(Texte extrait):
=======
On m’a demandé de venir assister au procès des inculpés de « l’affaire du 8 décembre » puis d’écrire mon témoignage, je choisis le premier jour.
Me voilà donc de bon matin, pluvieux après cet automne radieusement effrayant en route via Air État… (RER et métro) pour le tribunal. Porte de Clichy. La première et dernière fois que j’y étais allée, c’était pour assister au procès des dirigeants de France Télécom. J’ai choisi quelques livres pour la route qui peut être longue en fonction des dysfonctionnements des transports en commun. Stratégies pour une révolution écologique et populaire de Peter Gelderloos et Vies politiques de Hannah Arendt.
Je commence par Gelderloos… « La vie est partout, peu importe où nous habitons et avec la vie vient la lutte. Créons des liens sur cette base pour un monde digne des êtres vivants, et non pour les institutions momifiées qui nous supplient de les sauver, de les rajeunir avec une nouvelle série de réformes anti-vie. »
Je sors du métro, dans le couloir les policiers sont déjà là… très armés… je souris, je respire, j’ai mal au ventre. Pourquoi protègent-ils les responsables du désastre en cours et s’en prennent à ceux qui luttent ? Ça commence mal, je pense n’importe quoi. Sur le parvis, encore des policiers. J’avance vers l’entrée de ce bâtiment qui ressemble de loin à une partie de Tétris perdue, de près à un centre commercial d’aéroport. Je passe les portiques facile… Ma gourde est en plastique et fort heureusement, j’ai pensé à laisser mon mini couteau Suisse chez moi. Il en faut peu de nos jours pour être accusé de vouloir terroriser la République. Des vigiles de chez Mondial Protection sont là pour m’accueillir, je souris.
-C’est une société privée? Ça va monsieur, vous êtes bien payé?
– Si j’étais bien payé j’aurais un sourire comme le votre…
Trop sympa, je passe. Pas de fouille.
Aux toilettes, une dame se lave les dents, elle est pleine de foulards, très chic et des jeunes filles font des selfie, je fais une halte à la buvette Sodexo. Le milliardaire Pierre Bellon me fait à déjeuner, la salade aux betteraves est excellente, toujours aussi mal au ventre, j’ai peur. De quoi, je ne sais pas. S’ils avaient inventé un logiciel qui lit dans les pensées, m’arrêteraient-ils sur le champs ? « Les gouvernements sont des machines conçues pour permettre aux classes supérieures d’exercer une pression sur le reste de la société. Ils ne fonctionnent pas dans l’autre sens. Ils sont aussi irréversibles qu’un télescope. Ils limitent les horizons des possibilités au lieu des les élargir. »
Je suis arrivée en avance, je prends les escalators pour rejoindre la salle. Je suis accueillie par une proche des prévenus, elle m’explique la situation, me parle de ce qui leur est arrivé… Détention provisoire, isolement, trouver un travail pour pouvoir sortir, interdiction de quitter le département, obligation de pointer au commissariat… Elle me dit, tu vas voir le premier jour ce n’est pas très intéressant, c’est très technique, tu vas pas apprendre grand chose. On croise un journaliste qui veut nous poser des questions. Je lui demande s’il est là en soutien, non objectif. Objectif de quoi? Un désastre est en cours et vous voulez être objectif? Le désastre? Quel désastre… c’est un point de vue.
=======
(Objectif 1):
D'après le témoignage sur le procès de « l'affaire du 8 décembre », pourquoi la narratrice emporte-t-elle quelques livres pour aller au tribunal ? Répondez en une ou deux phrases.
(Objectif 2):
Prolongez le témoignage sur le procès de « l'affaire du 8 décembre » à partir de sa dernière phrase.

(Lignes de données):
=======
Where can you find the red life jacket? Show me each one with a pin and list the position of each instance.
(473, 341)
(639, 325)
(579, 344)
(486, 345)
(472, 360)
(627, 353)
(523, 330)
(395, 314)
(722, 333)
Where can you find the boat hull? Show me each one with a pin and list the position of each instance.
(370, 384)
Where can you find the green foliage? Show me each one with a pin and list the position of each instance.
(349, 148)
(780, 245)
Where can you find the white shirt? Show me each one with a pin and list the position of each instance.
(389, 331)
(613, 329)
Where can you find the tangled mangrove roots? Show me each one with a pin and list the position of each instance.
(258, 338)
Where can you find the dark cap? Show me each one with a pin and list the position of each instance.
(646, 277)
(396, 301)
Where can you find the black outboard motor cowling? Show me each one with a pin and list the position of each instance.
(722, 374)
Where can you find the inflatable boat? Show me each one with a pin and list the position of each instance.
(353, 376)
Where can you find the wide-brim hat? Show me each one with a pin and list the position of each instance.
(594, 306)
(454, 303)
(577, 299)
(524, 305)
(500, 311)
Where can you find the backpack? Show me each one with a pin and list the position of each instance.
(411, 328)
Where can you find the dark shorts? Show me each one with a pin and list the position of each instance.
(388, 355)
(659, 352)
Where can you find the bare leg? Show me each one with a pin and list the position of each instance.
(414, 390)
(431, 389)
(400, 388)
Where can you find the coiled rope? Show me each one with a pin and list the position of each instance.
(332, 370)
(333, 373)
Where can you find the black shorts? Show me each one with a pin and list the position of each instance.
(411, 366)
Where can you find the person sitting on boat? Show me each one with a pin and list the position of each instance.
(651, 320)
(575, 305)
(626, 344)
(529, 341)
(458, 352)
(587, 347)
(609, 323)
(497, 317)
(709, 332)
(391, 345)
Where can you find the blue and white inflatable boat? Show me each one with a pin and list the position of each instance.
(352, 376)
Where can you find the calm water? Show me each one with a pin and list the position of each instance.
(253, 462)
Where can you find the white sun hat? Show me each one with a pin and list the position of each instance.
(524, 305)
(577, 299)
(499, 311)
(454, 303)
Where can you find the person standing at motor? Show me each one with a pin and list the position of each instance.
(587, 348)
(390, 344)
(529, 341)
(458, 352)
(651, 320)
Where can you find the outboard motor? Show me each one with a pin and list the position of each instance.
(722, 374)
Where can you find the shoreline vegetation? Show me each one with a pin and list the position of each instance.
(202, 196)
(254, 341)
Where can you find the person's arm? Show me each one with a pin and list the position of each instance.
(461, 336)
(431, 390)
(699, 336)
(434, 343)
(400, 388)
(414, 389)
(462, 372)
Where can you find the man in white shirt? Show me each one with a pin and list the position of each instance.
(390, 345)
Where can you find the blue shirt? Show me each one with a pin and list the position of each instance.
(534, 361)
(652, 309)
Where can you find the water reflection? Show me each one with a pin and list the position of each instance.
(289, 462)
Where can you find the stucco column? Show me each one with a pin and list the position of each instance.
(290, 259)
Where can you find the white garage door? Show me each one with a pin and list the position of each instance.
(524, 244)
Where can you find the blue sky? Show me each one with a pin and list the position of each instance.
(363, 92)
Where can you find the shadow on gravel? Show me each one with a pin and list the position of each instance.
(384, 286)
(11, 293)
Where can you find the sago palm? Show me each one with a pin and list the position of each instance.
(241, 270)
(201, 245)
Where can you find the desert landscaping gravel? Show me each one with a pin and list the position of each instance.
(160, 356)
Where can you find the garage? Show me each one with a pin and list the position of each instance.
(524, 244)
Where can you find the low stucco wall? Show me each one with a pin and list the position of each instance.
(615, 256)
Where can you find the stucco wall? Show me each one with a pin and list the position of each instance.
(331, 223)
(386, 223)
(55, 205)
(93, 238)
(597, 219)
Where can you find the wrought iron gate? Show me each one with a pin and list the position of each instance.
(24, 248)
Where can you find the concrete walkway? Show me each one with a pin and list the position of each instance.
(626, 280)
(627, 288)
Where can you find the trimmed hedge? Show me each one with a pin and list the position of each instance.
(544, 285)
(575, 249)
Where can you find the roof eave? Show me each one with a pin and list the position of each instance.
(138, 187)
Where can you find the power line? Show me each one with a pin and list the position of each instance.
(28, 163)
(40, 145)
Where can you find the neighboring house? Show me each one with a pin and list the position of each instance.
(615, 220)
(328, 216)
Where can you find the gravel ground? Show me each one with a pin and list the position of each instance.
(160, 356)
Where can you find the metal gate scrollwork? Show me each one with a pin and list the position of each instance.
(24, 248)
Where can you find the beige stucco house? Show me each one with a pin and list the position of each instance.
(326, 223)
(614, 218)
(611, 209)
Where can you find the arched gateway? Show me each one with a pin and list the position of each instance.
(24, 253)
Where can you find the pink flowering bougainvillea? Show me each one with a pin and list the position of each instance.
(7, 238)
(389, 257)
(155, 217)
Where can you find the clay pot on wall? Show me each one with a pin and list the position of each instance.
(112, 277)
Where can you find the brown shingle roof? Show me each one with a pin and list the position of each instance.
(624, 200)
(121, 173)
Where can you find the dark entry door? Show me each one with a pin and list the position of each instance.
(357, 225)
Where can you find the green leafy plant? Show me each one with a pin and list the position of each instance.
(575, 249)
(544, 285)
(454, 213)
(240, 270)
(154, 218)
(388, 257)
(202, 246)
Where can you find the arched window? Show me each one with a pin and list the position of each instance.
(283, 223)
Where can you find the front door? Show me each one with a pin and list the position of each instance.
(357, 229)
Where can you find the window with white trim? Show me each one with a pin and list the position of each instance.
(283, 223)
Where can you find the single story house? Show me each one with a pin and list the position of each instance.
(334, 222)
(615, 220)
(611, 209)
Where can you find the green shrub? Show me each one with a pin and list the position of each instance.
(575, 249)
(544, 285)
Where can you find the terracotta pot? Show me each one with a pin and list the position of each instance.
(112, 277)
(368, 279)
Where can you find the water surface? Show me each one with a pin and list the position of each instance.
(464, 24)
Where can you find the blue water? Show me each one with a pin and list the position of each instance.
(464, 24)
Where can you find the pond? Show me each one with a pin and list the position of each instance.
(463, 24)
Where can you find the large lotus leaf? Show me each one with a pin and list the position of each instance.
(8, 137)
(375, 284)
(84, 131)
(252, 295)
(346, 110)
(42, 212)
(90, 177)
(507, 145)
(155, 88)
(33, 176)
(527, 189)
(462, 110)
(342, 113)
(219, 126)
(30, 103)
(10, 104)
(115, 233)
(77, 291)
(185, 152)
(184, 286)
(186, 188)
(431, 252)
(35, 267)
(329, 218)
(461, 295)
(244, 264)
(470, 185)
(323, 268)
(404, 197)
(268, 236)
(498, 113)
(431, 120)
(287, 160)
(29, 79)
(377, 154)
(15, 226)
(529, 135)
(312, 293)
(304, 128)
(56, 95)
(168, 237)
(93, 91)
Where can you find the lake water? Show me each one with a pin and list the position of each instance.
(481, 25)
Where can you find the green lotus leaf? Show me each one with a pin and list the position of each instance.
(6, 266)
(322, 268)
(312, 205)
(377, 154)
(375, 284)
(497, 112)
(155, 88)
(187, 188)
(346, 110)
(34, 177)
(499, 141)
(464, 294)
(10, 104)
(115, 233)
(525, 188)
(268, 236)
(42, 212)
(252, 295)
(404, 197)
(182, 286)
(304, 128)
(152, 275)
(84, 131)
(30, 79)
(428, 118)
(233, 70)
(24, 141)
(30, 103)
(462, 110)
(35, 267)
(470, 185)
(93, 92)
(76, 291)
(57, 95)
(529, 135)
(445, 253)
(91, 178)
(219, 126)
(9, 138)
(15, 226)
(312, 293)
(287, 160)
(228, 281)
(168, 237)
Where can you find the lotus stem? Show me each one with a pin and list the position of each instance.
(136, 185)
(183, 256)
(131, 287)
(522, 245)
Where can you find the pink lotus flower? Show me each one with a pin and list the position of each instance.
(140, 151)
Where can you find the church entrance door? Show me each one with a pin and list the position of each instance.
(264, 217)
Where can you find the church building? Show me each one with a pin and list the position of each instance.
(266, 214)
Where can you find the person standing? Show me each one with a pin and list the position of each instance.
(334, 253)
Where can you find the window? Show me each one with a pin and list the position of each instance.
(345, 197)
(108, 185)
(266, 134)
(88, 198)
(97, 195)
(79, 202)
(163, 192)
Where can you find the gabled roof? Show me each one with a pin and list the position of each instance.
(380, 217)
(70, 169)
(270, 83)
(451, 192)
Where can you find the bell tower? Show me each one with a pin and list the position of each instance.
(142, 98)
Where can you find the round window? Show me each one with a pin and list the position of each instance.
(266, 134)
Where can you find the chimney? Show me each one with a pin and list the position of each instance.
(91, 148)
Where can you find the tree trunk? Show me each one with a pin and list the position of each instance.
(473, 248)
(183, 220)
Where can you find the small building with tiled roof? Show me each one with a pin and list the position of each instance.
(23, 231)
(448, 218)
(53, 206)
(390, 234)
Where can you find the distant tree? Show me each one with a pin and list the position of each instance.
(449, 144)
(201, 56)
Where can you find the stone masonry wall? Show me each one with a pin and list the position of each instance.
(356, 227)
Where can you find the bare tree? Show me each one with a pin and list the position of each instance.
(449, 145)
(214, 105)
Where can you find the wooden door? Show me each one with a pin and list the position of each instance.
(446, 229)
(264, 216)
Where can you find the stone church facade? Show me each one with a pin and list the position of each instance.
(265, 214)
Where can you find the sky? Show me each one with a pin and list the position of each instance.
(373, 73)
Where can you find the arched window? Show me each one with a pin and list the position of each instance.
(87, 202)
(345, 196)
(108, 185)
=======
(Résultat obtenu 1):
Elle emporte quelques livres parce que le trajet en RER et en métro peut être long selon les dysfonctionnements des transports en commun.

(Résultat obtenu 2):
On monte s’installer, re-fouille, il faut éteindre les téléphones, les journalistes gardent les leurs. Encore beaucoup de policiers, très très armés, HK416… La salle se remplit, beaucoup de monde. Je continue à lire en attendant le début.
« Notre combat est lié à des situations qui nous affectent directement. Nous nous investissons dans cette lutte parce qu’il s’agit d’une question de survie, de la notre et de celle d’autres personnes et formes de vie auxquelles nous tenons. Avoir une voix par conséquent ne se résume pas à l’expertise ou à la légitimité institutionnelle mais au fait de s’engager personnellement dans le problème et ses solutions. »
Les avocats entrent, je n’en reconnais qu’un Raphaël Kempf, il y a un autre avocat et les autres sont avocates, impressionnantes, des cheveux longs, courts, des cheveux verts… puis les prévenus. Je demande à une avocate qui sont les gens sur le podium à droite avec qui une journaliste rigole? Elle m’explique avec un sourire : Le parquet. En face, ce sera la cour.
La cour entre, on se lève… Je sens que ce n’est pas optionnel, la présidente entre avec ses deux assesseurs. Peu de fun.
Elle commence par nous expliquer nos droits, à nous, public. Pas le droit de boire, ni de manger, ni de commenter. Ne pas réagir. Ok. Elle n’hésitera pas à user de son pouvoir de faire sortir les gens. Elle commence par faire sortir deux témoins, priés de revenir plus tard et de ne pas écouter les débats. Dehors. L’audience commence.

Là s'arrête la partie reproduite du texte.